» Written request 1
Return each line of the listing below that contains the string "white".

» Text shown
_ _ _ _ _
“April is the cruelest month,” wrote T.S. Eliot. It’s especially cruel for Californians because today, April 23, is the day when California taxpayers have collectively earned enough money to pay their federal, state, and local tax bill for the year, according to the Tax Foundation. After working for nearly four months to pay the government, we are now able to use what we’ve earned to pay for housing, food, life’s necessities, and perhaps a few of life’s niceties. If you compare our Tax Freedom Day to the rest of the country — Californians have to wait four days longer to control their own money compared to the national average, which is April 19.
In 2018, the Tax Foundation calculated that Americans will pay $3.4 trillion in federal taxes and $1.8 trillion in state and local taxes, for a total of $5.2 trillion, or 30 percent of the nation’s income. In fact, America will spend more on taxes this year than it will on food, clothing, and housing.
_ _ _ _ _
» Written request 2
Extend the piece on California's Tax Freedom Day above, starting after its last sentence.

(Recorded data)
_ _ _ _ _
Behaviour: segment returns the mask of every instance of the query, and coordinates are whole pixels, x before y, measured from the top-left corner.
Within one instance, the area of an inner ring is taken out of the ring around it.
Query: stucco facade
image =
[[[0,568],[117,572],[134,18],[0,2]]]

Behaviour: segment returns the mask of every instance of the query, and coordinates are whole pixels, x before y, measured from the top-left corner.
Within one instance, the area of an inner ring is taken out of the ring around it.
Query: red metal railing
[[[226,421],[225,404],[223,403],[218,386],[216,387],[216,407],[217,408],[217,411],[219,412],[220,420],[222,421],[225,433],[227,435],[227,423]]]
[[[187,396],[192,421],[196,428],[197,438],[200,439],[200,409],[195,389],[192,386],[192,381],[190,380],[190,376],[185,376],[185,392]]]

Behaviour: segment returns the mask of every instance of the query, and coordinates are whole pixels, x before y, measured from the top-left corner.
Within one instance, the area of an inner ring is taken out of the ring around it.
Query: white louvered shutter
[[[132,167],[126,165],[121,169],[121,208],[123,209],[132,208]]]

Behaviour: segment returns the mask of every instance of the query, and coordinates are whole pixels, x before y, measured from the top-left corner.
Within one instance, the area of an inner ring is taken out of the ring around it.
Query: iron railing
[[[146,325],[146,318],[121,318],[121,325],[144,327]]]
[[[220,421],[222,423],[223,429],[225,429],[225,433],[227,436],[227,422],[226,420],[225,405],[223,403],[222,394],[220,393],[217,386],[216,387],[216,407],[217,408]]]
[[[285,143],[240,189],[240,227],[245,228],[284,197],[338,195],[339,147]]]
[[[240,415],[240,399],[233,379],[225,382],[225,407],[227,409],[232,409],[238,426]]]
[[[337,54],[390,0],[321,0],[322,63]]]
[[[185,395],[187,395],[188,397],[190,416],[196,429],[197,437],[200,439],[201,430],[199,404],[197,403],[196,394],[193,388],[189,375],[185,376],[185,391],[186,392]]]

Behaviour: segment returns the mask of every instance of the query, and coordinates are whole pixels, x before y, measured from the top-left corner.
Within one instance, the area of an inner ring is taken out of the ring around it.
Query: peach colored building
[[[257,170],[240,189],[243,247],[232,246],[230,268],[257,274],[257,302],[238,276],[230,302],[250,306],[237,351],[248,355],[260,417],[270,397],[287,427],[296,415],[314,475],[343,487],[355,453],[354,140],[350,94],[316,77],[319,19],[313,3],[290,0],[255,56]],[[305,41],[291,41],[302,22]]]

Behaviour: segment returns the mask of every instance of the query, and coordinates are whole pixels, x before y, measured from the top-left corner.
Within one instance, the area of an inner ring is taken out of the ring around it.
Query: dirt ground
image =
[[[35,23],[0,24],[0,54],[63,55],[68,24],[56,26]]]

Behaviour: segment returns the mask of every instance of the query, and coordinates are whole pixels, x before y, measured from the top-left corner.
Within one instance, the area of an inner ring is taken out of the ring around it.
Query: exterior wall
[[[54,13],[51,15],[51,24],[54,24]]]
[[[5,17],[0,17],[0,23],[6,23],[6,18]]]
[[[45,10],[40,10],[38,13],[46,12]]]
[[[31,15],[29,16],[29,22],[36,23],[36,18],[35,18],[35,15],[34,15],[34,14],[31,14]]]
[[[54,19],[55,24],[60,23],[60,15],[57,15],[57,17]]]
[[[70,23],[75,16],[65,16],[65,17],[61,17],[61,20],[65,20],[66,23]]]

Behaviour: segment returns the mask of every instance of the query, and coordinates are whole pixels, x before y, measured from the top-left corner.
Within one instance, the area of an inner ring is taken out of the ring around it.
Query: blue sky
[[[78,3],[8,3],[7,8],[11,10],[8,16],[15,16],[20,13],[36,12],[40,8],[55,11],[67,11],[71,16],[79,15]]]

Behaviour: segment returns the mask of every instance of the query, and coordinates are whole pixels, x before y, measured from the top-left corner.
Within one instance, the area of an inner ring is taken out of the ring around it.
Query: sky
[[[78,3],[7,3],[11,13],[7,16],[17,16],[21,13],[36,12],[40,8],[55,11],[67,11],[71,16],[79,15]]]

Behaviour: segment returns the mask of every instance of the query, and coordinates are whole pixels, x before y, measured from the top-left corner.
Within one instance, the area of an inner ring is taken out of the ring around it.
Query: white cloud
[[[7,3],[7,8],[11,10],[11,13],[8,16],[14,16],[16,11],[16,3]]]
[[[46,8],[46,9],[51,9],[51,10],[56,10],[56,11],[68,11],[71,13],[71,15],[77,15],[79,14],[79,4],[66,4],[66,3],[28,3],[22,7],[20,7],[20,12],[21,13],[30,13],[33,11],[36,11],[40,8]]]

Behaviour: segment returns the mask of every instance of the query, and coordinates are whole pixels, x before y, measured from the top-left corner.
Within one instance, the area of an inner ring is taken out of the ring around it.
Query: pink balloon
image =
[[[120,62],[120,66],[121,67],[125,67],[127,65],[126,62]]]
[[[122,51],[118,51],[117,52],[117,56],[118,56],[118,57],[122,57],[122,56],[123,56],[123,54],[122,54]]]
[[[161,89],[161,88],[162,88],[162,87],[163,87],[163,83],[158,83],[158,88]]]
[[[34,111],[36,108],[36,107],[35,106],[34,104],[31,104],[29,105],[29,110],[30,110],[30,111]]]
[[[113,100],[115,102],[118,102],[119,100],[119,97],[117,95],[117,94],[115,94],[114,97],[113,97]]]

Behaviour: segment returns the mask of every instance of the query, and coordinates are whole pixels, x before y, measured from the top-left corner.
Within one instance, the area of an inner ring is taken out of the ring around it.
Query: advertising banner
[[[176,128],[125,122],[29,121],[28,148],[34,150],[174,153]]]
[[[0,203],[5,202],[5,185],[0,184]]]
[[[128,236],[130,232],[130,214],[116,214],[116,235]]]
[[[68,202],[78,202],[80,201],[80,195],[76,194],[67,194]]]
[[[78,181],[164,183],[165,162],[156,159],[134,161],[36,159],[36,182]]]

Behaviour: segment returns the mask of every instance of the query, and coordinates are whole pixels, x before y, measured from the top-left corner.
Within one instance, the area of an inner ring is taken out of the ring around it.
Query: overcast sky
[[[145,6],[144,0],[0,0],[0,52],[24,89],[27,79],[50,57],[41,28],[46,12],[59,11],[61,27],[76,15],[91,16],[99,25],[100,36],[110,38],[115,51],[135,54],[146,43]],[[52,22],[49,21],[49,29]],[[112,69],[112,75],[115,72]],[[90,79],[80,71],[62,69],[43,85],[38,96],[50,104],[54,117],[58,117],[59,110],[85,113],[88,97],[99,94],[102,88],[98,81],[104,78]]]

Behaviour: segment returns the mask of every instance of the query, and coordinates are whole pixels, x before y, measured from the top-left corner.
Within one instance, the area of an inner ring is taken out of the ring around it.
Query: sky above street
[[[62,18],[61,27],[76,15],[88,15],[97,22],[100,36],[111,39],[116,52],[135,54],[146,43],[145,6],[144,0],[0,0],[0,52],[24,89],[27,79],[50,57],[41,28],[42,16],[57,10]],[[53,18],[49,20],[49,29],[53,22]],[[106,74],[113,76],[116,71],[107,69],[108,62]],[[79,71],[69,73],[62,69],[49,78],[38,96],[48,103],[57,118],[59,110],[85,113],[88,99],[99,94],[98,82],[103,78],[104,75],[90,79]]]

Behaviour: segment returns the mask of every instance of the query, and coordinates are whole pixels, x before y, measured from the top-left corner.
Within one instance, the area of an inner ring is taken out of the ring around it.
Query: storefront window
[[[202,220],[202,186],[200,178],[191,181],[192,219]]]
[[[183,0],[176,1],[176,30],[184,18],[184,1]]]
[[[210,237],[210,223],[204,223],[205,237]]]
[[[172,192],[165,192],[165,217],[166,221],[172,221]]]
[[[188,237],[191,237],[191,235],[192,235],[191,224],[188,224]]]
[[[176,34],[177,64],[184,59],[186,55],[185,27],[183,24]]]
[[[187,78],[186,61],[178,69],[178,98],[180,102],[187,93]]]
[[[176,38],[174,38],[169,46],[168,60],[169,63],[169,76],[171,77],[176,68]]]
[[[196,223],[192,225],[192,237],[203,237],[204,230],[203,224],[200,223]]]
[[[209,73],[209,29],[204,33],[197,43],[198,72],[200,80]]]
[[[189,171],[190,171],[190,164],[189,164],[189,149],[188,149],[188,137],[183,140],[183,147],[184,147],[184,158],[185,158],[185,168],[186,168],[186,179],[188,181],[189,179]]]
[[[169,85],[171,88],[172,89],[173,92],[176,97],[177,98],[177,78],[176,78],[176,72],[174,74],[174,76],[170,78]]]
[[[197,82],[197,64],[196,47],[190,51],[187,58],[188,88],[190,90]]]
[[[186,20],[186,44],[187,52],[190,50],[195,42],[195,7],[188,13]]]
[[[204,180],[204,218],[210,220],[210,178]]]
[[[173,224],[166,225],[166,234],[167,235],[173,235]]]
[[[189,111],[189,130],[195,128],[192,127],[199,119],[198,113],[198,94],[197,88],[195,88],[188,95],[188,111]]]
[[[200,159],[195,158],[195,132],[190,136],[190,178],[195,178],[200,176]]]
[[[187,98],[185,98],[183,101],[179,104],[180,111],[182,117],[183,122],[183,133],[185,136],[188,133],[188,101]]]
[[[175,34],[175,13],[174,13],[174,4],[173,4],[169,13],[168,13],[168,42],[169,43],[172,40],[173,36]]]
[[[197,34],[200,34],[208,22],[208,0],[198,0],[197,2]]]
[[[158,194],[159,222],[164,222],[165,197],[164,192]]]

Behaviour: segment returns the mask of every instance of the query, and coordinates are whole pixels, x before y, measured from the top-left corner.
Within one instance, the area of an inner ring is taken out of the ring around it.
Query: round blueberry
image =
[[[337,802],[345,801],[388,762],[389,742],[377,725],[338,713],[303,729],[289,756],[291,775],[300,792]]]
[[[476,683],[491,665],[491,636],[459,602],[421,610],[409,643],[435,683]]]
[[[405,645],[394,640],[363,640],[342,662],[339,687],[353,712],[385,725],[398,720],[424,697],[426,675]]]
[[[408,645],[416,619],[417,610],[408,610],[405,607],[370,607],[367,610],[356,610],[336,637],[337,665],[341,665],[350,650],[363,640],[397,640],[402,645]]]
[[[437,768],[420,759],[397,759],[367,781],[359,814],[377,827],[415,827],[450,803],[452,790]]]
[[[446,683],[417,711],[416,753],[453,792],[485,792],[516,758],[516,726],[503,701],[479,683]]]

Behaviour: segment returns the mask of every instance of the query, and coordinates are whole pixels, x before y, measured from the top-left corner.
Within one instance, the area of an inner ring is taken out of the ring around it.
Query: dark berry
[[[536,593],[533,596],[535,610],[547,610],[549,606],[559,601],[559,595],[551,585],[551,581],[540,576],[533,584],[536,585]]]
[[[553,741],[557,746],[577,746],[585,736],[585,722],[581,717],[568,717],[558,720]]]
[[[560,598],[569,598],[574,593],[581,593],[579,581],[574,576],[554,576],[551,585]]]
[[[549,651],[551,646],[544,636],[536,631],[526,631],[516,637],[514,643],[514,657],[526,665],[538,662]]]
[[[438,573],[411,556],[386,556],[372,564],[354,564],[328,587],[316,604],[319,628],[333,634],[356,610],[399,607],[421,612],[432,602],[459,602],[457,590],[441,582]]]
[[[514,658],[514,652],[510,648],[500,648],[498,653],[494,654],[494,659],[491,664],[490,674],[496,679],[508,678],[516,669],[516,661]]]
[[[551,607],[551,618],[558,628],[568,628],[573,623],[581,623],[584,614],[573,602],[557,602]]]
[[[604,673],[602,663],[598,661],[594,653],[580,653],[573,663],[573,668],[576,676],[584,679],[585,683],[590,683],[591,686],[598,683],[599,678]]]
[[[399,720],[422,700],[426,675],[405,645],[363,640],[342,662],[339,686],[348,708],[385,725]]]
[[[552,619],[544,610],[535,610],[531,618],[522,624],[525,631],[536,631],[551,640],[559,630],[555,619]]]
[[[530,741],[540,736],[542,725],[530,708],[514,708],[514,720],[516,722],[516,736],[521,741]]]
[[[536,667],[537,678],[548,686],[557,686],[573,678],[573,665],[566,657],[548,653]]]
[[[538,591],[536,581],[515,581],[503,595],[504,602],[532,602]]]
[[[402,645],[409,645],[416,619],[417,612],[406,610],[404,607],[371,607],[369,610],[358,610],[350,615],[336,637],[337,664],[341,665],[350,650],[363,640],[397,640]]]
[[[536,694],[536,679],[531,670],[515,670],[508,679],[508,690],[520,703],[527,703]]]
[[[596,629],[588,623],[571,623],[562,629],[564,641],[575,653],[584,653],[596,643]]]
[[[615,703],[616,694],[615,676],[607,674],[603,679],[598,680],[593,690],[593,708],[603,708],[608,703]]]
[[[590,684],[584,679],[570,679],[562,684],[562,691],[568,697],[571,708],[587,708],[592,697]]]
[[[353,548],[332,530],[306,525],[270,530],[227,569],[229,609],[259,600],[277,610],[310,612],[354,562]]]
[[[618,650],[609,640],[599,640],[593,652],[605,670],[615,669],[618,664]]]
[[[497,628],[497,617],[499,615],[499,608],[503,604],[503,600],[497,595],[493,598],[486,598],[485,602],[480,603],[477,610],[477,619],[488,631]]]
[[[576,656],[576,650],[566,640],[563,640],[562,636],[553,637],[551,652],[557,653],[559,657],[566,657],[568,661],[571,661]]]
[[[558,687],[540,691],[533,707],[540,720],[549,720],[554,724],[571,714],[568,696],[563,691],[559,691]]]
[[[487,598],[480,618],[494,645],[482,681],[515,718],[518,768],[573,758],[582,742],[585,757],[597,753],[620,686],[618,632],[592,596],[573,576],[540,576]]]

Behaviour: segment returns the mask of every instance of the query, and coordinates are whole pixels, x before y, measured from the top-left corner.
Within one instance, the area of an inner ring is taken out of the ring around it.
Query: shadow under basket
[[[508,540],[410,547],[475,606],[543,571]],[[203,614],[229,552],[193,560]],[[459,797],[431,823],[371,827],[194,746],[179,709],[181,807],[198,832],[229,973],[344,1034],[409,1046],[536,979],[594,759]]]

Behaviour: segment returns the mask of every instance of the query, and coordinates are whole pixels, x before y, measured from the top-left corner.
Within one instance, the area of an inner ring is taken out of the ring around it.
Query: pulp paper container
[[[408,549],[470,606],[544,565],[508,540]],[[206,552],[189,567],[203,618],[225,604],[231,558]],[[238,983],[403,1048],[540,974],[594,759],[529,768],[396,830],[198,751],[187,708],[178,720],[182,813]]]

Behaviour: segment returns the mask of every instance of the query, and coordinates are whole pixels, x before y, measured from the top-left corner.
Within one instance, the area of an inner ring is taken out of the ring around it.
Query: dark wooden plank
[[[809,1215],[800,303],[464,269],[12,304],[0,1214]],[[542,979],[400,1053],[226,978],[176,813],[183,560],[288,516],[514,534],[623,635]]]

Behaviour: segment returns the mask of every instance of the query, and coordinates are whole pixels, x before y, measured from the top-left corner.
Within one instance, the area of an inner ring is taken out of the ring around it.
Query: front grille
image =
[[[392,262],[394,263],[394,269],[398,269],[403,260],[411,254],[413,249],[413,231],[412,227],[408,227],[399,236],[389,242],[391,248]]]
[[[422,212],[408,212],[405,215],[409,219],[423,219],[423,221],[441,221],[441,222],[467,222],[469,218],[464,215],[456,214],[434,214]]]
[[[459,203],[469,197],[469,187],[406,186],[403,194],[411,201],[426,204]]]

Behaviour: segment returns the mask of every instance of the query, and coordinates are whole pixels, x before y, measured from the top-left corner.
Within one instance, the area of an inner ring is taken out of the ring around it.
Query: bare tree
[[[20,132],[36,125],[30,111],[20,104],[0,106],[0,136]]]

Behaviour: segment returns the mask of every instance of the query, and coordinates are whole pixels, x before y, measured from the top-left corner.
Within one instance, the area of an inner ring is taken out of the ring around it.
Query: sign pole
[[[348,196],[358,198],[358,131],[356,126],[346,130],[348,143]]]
_ _ _ _ _
» Exercise result 1
Query: white louvered shutter
Query: white cloud

» Exercise result 2
Where does California stack up against the other states? At #41, we’re in the bottom 10. Residents of New York (May 14), New Jersey (May 3), and Connecticut (May 3) have to wait until next month to be free of their tax burden. Alaska and Louisiana (April 4), who bear the lowest average tax burden, are already free to spend their money on the things they need.
While there’s hope that future Tax Freedom days will come sooner thanks to the Trump tax cuts, Californians have little reason to be optimistic. Progressive legislators in Sacramento are already hatching new ways to tax Californians. The California Tax Foundation just released a new report estimating the costs to taxpayers of the bills and constitutional amendments introduced during the first year of the current 2017 – 2018 legislative session and from January 1 to March 2, 2018. These 33 bills would increase taxes and fees by more than $269 billion annually, despite the expected state budget reserve of $13.5 billion.
For Americans, April can be cruel, but unfortunately for Californians, we could expect May Gray and June Gloom to be looming around the corner.
Below are just some of the tax hike bills being tracked by the California Tax Foundation:
ACA 22, Kevin McCarty (D)
“Middle Class” Fiscal Relief Act. Increases California’s 8.84 percent corporate tax rate, already one of the highest in the nation, to 18.84 percent, which will encourage companies to leave the state and discourage companies from expanding or relocating here.
SB 1398, Nancy Skinner (D)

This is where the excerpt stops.